--- SFIDE ---
A – Riscrivi fedelmente la parte del brano fornito che comincia con "Ritratto del produttore" e prosegue fino a "(con Camilla Nesbitt)".
B – Secondo il brano fornito, di quale casa di produzione è produttore Pietro Valsecchi?

--- BRANO FORNITO ---
= = = =
Pietro Valsecchi (foto LaPresse)

A tu per tu con l'uomo che ha inventato Checco Zalone

Salvatore Merlo

Ritratto del produttore di Taodue Pietro Valsecchi che con il comico ha fatto ricca Mediaset. I tanti film sulla mafia e quel litigio sull’Orso d’argento con Bellocchio. Storia di una scalata straordinaria e di un grande amore (con Camilla Nesbitt)

“È qualcosa che non si ferma. Che è sempre esistita. Che temo continuerà. Ed è una cosa tremenda. Inaccettabile”, dice Camilla, con la sua aria d’intelligenza silenziosa. E Pietro, amichevole, ironico, con gesti complici: “D’accordo. Ma nemmeno puoi criminalizzare la seduzione. Una cosa è Weinstein… ma poi qui sta tutto impazzendo. Se io non avessi insistito con te, e parecchio, oggi non staremmo insieme. Le mie avances erano molestie?”. Al ché lei, con fluidità logica: “Ma io non facevo mica l’attrice. Stavamo sullo stesso piano io e te. Eravamo due produttori cinematografici”. E Pietro, sconfitto: “Certo. Però su un punto siamo d’accordo. I processi si fanno in tribunale, non in televisione o sui giornali com’è successo con Brizzi”. E allora Camilla, una donna sottile ed elegante la cui femminilità è giocata su un tavolo diverso da quello delle ciprie e dei ghingheri, rivolge al marito un lieve sorriso, di assenso.
= = = =
--- DATI FORNITI ---

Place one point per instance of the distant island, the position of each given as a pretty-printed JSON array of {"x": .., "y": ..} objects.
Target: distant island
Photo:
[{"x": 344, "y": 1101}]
= = = =
--- RISPOSTE COMPLETE ---
A –
Ritratto del produttore di Taodue Pietro Valsecchi che con il comico ha fatto ricca Mediaset. I tanti film sulla mafia e quel litigio sull’Orso d’argento con Bellocchio. Storia di una scalata straordinaria e di un grande amore (con Camilla Nesbitt)

B – Taodue.